■ **YOUR INSTRUCTIONS**
Give the records below as a numbered list, one line per number, with blank lines and pictures left out.

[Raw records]
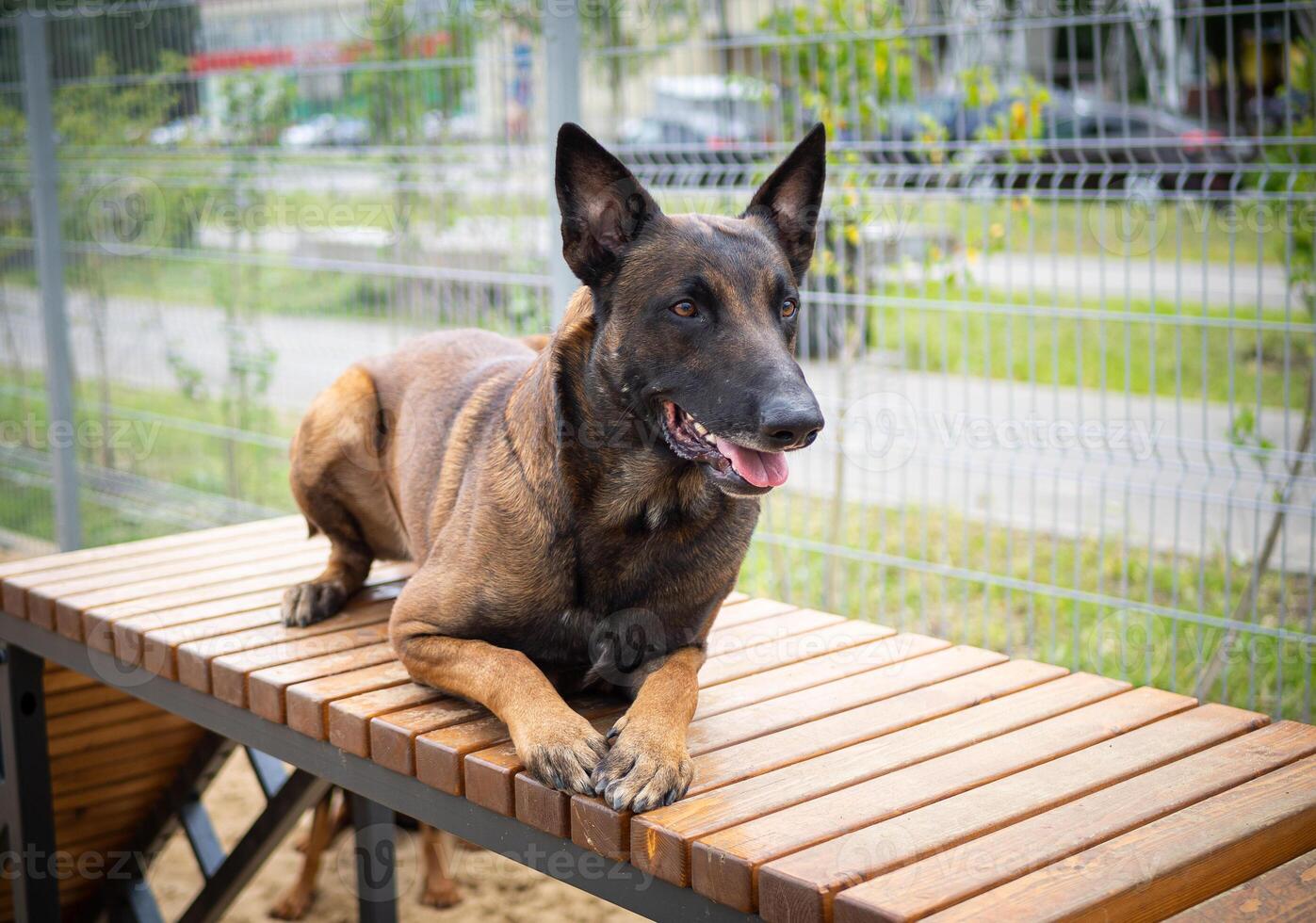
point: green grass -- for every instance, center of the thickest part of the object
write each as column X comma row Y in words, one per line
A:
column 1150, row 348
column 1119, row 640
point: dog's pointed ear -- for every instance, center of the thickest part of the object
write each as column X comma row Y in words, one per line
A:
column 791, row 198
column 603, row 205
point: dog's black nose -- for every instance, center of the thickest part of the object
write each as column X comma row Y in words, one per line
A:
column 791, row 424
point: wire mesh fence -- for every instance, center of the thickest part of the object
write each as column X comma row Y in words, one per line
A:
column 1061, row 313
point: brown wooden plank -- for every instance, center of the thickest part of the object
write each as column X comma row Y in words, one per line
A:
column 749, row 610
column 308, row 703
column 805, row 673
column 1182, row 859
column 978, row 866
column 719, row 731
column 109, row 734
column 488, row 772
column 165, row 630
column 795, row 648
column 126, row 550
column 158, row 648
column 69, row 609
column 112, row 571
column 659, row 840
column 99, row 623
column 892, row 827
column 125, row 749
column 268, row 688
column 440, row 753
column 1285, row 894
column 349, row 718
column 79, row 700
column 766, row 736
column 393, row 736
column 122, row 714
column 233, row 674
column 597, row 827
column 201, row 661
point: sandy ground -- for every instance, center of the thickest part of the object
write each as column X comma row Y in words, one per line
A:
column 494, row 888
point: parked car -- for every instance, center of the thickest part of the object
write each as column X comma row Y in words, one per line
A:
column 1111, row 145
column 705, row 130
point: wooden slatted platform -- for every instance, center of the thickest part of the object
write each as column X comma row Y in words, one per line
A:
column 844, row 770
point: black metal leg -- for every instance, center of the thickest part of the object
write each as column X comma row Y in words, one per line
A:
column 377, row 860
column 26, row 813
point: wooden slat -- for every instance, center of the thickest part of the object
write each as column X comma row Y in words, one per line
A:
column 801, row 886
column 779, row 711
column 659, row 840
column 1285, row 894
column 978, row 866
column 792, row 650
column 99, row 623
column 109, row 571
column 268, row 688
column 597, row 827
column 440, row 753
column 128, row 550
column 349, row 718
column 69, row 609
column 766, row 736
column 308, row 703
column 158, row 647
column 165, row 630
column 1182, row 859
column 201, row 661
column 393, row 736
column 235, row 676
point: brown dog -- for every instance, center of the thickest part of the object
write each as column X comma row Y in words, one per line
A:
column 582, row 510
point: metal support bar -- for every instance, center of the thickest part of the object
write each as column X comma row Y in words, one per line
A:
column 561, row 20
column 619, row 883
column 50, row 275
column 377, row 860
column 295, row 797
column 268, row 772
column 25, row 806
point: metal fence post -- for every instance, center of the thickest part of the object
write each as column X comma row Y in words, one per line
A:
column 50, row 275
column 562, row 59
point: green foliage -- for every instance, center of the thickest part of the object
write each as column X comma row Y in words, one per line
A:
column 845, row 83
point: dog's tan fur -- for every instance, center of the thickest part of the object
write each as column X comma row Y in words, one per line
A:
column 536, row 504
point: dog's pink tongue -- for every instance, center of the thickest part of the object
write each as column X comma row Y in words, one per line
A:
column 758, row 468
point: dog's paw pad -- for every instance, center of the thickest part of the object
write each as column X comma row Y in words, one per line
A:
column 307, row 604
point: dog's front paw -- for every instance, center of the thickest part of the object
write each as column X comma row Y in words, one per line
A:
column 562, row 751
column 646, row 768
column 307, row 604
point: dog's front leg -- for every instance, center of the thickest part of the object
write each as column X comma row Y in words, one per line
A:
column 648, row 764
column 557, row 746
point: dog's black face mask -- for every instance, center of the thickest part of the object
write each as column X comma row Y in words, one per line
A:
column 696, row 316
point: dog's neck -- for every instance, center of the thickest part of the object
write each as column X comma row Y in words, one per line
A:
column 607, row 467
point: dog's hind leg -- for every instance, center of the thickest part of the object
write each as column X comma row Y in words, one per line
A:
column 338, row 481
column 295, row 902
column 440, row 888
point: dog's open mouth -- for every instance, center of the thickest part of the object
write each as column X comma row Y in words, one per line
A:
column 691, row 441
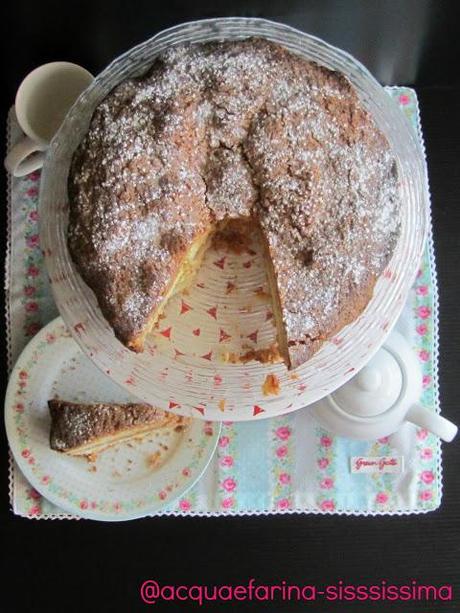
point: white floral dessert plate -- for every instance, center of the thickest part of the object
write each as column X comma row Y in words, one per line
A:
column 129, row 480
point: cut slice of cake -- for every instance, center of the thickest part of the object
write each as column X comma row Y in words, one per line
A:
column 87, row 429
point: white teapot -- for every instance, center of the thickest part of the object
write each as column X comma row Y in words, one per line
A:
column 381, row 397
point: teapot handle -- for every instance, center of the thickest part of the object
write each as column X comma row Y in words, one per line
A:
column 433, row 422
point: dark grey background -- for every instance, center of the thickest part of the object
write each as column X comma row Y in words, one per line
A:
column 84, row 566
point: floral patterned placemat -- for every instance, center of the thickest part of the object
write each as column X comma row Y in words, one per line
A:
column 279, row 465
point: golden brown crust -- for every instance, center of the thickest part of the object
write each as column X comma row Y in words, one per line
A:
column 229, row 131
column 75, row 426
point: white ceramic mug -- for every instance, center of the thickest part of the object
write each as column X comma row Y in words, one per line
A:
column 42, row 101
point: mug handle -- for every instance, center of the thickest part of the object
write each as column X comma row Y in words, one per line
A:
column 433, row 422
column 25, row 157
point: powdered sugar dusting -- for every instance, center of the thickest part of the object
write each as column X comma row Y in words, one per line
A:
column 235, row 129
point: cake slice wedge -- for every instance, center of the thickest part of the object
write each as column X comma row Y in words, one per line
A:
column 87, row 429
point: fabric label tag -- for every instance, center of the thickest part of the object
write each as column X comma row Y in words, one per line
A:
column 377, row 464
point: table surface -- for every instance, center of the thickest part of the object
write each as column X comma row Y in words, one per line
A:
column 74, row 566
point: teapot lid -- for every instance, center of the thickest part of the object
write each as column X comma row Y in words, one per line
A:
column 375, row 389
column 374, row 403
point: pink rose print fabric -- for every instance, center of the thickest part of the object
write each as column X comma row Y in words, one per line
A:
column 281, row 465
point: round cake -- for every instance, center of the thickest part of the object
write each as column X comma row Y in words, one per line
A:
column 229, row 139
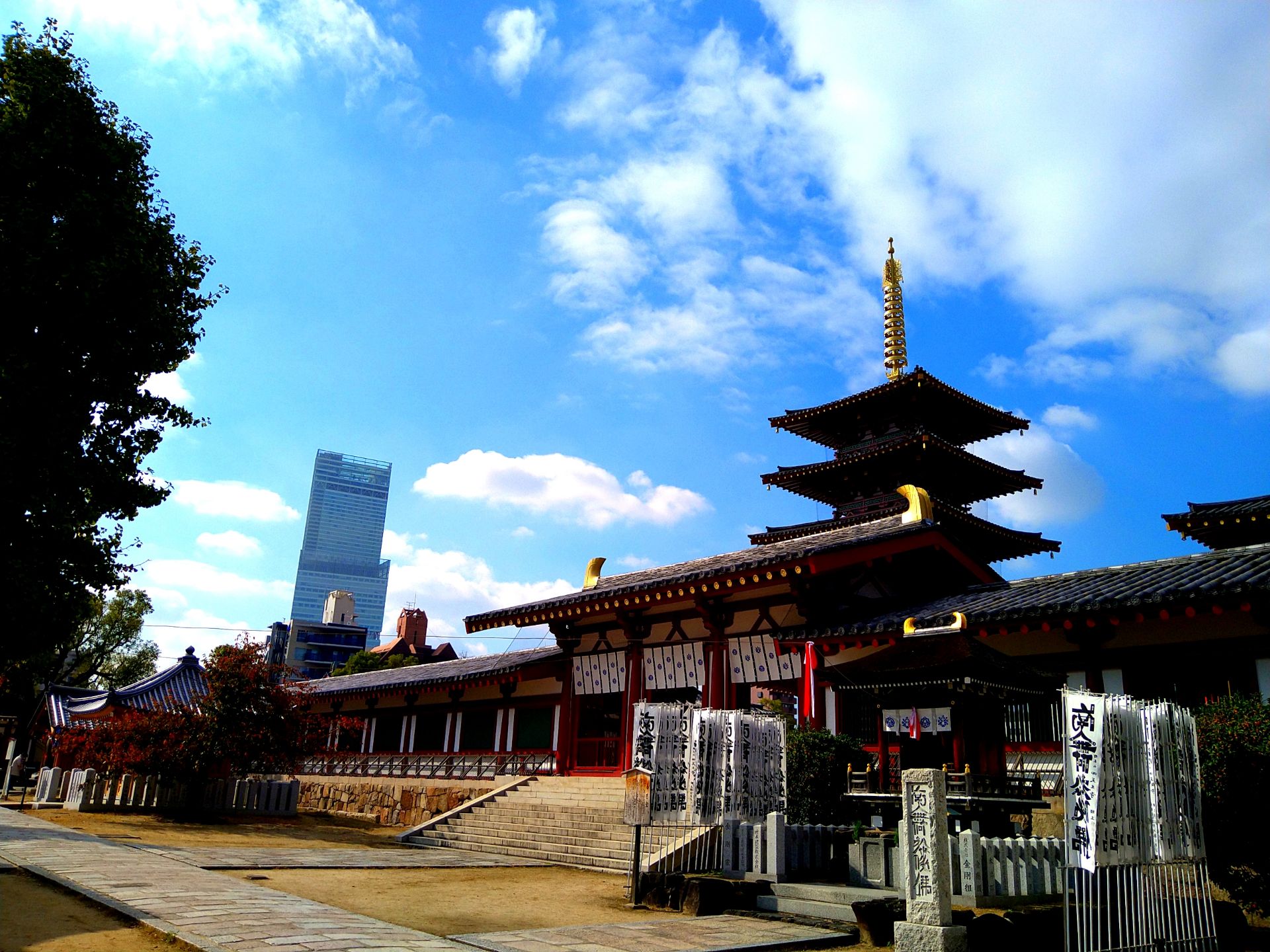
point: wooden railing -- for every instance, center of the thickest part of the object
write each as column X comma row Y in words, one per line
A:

■ **COMPLETE RESPONSE**
1. point: green grass -- for every instance, center of the thickest part of the object
2. write each as column X comma row Y in words, one per line
3. A:
4. column 1150, row 348
5. column 1119, row 640
6. point: dog's pointed ear -- for every instance, center of the thickest part of the object
7. write each as column X comma row Y in words, one per line
8. A:
9. column 791, row 198
10. column 603, row 205
11. point: dog's black nose -- for every instance, center of the thickest part of the object
12. write each as column X comma row Y in words, one per line
13. A:
14. column 791, row 424
15. point: wire mesh fence -- for every instance, center of the thickest part of the object
16. write each as column X comma row Y in words, one per line
17. A:
18. column 1061, row 313
19. point: brown wooden plank -- for every instance, center of the thickest part of the object
20. write each as column X comma row Y in words, one per line
21. A:
22. column 749, row 610
23. column 308, row 703
24. column 805, row 673
25. column 1182, row 859
26. column 978, row 866
27. column 719, row 731
28. column 109, row 734
29. column 488, row 772
30. column 165, row 630
31. column 795, row 648
32. column 126, row 550
33. column 158, row 648
34. column 69, row 609
35. column 112, row 571
36. column 659, row 840
37. column 99, row 623
38. column 892, row 827
39. column 125, row 749
40. column 268, row 688
41. column 440, row 753
42. column 1285, row 894
43. column 349, row 718
44. column 79, row 700
45. column 766, row 736
46. column 393, row 736
47. column 122, row 714
48. column 233, row 674
49. column 597, row 827
50. column 201, row 661
51. point: sandy ground -- for every instance, center of the thickest part of the object
52. write each as column X comma row Y in words, one per line
53. A:
54. column 494, row 888
55. point: parked car -- for every instance, center of the thickest part of the object
56. write each as column X comma row Y in words, one per line
57. A:
58. column 1111, row 145
59. column 705, row 130
60. point: wooden slatted platform -- for every instance, center of the thickest part of the object
61. write each as column X comma row Y in words, one per line
62. A:
63. column 844, row 770
64. point: black metal leg -- for every instance, center of the thickest part of the object
65. write each as column X comma row Y in words, one per line
66. A:
67. column 377, row 860
68. column 26, row 813
69. point: wooden slat -- for every instance, center of the thickest part of the object
70. write each as column X comma row Y in words, one per line
71. A:
72. column 801, row 886
73. column 779, row 711
74. column 659, row 840
75. column 1285, row 894
76. column 978, row 866
77. column 792, row 650
78. column 99, row 623
79. column 109, row 571
80. column 268, row 688
81. column 597, row 827
82. column 440, row 753
83. column 128, row 550
84. column 349, row 718
85. column 69, row 609
86. column 766, row 736
87. column 308, row 703
88. column 158, row 647
89. column 165, row 630
90. column 1182, row 859
91. column 201, row 661
92. column 393, row 736
93. column 235, row 676
94. point: brown dog -- for every instance, center of the thickest part of the object
95. write each as column X comma row Y in words, one per line
96. A:
97. column 582, row 510
98. point: metal support bar -- for every instance, center of the thickest part of the object
99. write each as column X comma row Y in words, one per line
100. A:
101. column 561, row 20
102. column 619, row 883
103. column 50, row 275
104. column 377, row 860
105. column 295, row 797
106. column 268, row 772
107. column 25, row 806
108. point: metal fence post -- for every instance, center of the thickest part of the object
109. write each as column X comma row Y in words, one per line
110. A:
111. column 50, row 275
112. column 562, row 59
113. point: green foliage -- for every instance, center of the thickest part of the object
114. write each as column X comma row Y in words, one per line
115. A:
116. column 845, row 83
117. point: dog's tan fur -- for every instance, center of the thickest part of the object
118. write each as column X comma row Y in words, one per line
119. A:
120. column 536, row 504
121. point: dog's pink tongue -- for every instance, center of the thickest part of the object
122. write each as column X comma row Y in words, one per line
123. A:
124. column 758, row 468
125. point: dog's paw pad -- for every instance, center of the thickest part of the object
126. write each as column X comma row Y in words, one per line
127. A:
128. column 307, row 604
129. point: dog's front paw -- for every instance, center of the thickest part of the object
130. write each as column X comma row Y in words, one per line
131. A:
132. column 562, row 751
133. column 646, row 768
134. column 307, row 604
135. point: dog's front leg -- for every instance, center of the thickest part of the object
136. write each as column X comma row Y in words, one per line
137. A:
138. column 648, row 764
139. column 557, row 746
140. point: dog's black face mask -- for every instance, center of the thickest part of the object
141. write each as column X comma row Y in words, one per line
142. A:
143. column 696, row 316
144. point: dog's neck -- for every instance, center of the thickest part of the object
145. write each as column X comma row Y in words, one per line
146. A:
147. column 607, row 467
148. point: dog's hind leg -- for every instance, center of the thickest part of the object
149. write each as column X comma row Y in words, one per line
150. A:
151. column 338, row 481
152. column 295, row 902
153. column 440, row 888
154. point: dog's open mouth -- for every instance, center of the thickest part of the object
155. write each as column X comma row Y in words, one per line
156. A:
157. column 691, row 441
158. point: white floral dessert plate -- for every instance, center of the thickest part of the object
159. write each as column X comma row Y in words, one per line
160. A:
161. column 129, row 480
162. point: cut slice of cake -- for every instance, center of the thickest part of the object
163. write each as column X comma row Y in words, one per line
164. A:
165. column 87, row 429
166. point: white teapot -- for every instance, center of the thickest part of the object
167. write each as column X comma row Y in words, one per line
168. A:
169. column 381, row 397
170. point: teapot handle -- for every instance, center of the thickest part of the object
171. write each as column X comma row Y in words, one per line
172. A:
173. column 433, row 422
174. point: dark grey background -- for every instance, center of the thickest part of the object
175. write each as column X comma row Y in words, one per line
176. A:
177. column 84, row 566
178. point: floral patterned placemat -- for every instance, center of the thickest part of the object
179. write each as column X comma row Y in words, one per line
180. A:
181. column 279, row 465
182. point: golden brown crust -- for every instance, center of the thickest part of the object
183. write each as column X comma row Y in words, one per line
184. A:
185. column 229, row 131
186. column 75, row 426
187. point: white ceramic mug -- for every instance, center of the thickest part of the object
188. write each as column X comma row Y in words, one per line
189. A:
190. column 42, row 101
191. point: mug handle -- for every instance, center of the thickest part of the object
192. write each as column X comma row Y in words, one per line
193. A:
194. column 433, row 422
195. column 25, row 157
196. point: powdered sugar dusting -- for every instance, center of the thickest part of the object
197. write each as column X comma row Y in words, one per line
198. A:
199. column 235, row 129
200. point: cake slice wedge -- for every instance, center of the thickest part of the object
201. write each as column X comma row Y in words, one per line
202. A:
203. column 87, row 429
204. point: fabric label tag -- for every instance, center of the thickest part of the object
205. write each as column X comma row Y in words, one per line
206. A:
207. column 377, row 464
208. point: table surface -- for every instance, center of the thickest part of the object
209. write each as column X comma row Y in words, one per line
210. A:
211. column 74, row 566
212. point: teapot lid -- for every instance, center of the thickest part of the object
213. write each as column X comma row Y in words, one per line
214. A:
215. column 375, row 389
216. column 374, row 403
217. point: pink rose print fabric -- for every instance, center of the thickest part of the object
218. write each as column X comma row Y in words, one per line
219. A:
220. column 281, row 465
221. point: round cake -- for every instance, center of the thickest part of the object
222. write each as column X comma row Y in words, one per line
223. A:
224. column 229, row 139
225. point: wooden railing -- for every instance, center of the thickest part of the object
226. write each as column X comma row Y in words, one per line
227. A:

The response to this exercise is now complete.